• _ARTIKEL_:

------------------------------------------------------------

Senin, 17 Januari 2011

PENDIDIKAN MULTIKULTURAL

KERAGAMAN DAN PENDIDIKAN MULTIKULTURAL
Oleh : Hidayatullah, SHI

A. Pendahuluan
Perkembangan pembangunan nasional dalam era industrialisasi di Indonesia telah memunculkan side effect yang tidak dapat terhindarkan dalam masyarakat. Konglomerasi dan kapitalisasi dalam kenyataannya telah menumbuhkan bibit-bibit masalah yang ada dalam masyarakat seperti ketimpangan antara yang kaya dan yang miskin, masalah pemilik modal dan pekerja, kemiskinan, perebutan sumber daya alam dan sebagainya. Di tambah lagi kondisi masyarakat Indonesia yang plural baik dari suku, agama, ras dan geografis memberikan kontribusi terhadap masalah-masalah sosial seperti ketimpangan sosial, konflik antar golongan, antar suku dan sebagainya.
Kondisi masyarakat Indonesia yang sangat plural baik dari aspek suku, ras, agama serta status sosial memberikan kontribusi yang luar biasa terhadap perkembangan dan dinamika dalam masyarakat. Jumlah pulaunya sekitar 13.000 buah. Populasi penduduknya lebih 220 juta jiwa, terdiri dari 300 suku yang menggunakan hampir 200 bahasa berbeda, menganut agama dan aliran kepercayaan yang beragam. Kondisi yang demikian memungkinkan terjadinya benturan antar budaya, antar ras, etnik, agama dan nilai-nilai yang berlaku dalam masyarakat. Kasus Ambon, Sampit, konflik antara FPI dan kelompok Achmadiyah, dan sebagainya telah menyadarkan kepada kita bahwa kalau hal ini terus dibiarkan maka sangat memungkinkan untuk terciptanya disintegrasi bangsa.
Selama ini ada kebanggaan tersendiri bagi bangsa Indonesia yang beragam, yang dikatakan menyimpan potensi bagus bila digali. Namun, keragaman ini, diakui atau tidak, dapat menimbulkan berbagai persoalan seperti yang sekarang dihadapi bangsa ini. Perseteruan politik, kekerasan dan kerusuhan massal, separatisme, serta hilangnya rasa kemanusiaan untuk selalu menghormati hak-hak orang lain, adalah bentuk nyata konsekuensi multikulturalisme itu.

------------------------------------------------------------

• _RINCIAN LATIHAN_: Lanjutkan artikel tentang keragaman dan pendidikan multikultural di atas, mulai dari sesudah kalimat terakhirnya.

------------------------------------------------------------

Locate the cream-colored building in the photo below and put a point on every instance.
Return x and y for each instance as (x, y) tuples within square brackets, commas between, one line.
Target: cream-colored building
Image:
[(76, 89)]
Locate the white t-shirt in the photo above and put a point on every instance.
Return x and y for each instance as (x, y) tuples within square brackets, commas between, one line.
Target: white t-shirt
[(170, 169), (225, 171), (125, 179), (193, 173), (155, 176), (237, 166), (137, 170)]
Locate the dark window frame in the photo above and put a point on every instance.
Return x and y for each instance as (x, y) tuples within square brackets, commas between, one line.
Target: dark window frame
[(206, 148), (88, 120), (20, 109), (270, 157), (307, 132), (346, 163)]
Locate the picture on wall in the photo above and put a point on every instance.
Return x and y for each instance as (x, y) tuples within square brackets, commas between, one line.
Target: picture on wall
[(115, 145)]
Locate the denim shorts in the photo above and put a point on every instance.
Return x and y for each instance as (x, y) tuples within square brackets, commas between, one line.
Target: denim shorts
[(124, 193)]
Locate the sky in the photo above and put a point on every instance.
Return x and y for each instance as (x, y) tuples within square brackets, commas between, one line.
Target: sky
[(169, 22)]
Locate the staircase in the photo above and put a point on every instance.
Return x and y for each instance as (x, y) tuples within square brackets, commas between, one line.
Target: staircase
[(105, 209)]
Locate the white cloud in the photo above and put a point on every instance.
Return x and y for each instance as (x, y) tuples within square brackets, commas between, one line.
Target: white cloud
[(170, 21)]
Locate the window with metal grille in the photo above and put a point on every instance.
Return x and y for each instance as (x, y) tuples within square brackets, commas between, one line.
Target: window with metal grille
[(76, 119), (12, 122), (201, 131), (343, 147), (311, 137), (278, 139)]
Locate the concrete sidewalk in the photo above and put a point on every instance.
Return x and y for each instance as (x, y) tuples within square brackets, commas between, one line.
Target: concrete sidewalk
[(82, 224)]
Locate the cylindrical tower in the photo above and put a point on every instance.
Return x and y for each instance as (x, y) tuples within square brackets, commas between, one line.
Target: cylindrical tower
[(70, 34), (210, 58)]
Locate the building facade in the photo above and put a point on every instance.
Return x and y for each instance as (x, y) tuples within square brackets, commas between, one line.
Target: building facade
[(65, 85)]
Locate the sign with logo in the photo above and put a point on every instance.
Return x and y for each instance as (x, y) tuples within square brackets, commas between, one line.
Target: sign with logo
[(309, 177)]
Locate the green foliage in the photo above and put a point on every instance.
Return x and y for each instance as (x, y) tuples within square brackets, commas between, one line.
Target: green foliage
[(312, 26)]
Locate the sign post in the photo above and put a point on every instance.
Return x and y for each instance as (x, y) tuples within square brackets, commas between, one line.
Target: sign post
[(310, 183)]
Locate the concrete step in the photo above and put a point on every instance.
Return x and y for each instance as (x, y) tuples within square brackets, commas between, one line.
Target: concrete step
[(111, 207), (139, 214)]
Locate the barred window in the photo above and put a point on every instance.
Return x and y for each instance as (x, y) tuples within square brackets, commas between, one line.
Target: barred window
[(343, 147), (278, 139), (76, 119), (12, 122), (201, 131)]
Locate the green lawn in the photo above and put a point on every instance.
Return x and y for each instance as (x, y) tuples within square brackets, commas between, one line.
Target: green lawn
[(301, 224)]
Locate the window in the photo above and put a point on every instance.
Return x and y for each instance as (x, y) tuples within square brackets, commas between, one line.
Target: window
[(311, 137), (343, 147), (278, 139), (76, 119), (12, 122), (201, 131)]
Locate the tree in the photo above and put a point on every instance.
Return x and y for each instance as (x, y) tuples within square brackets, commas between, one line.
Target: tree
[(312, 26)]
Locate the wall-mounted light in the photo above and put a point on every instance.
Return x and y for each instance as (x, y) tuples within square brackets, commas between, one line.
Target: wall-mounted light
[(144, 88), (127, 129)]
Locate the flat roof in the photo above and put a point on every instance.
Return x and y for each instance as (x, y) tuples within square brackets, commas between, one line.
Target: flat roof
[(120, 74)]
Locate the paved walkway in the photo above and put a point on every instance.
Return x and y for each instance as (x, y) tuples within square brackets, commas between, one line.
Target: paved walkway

------------------------------------------------------------

• _JAWABAN_:
Untuk itu dipandang sangat penting memberikan porsi pendidikan multikultural sebagai wacana baru dalam sistem pendidikan di Indonesia terutama agar peserta didik memiliki kepekaan dalam menghadapi gejala-gejala dan masalah-masalah sosial yang berakar pada perbedaan kerena suku, ras, agama dan tata nilai yang terjadi pada lingkungan masyarakatnya. Hal ini dapat diimplementasi baik pada substansi maupun model pembelajaran yang mengakui dan menghormati keanekaragaman budaya.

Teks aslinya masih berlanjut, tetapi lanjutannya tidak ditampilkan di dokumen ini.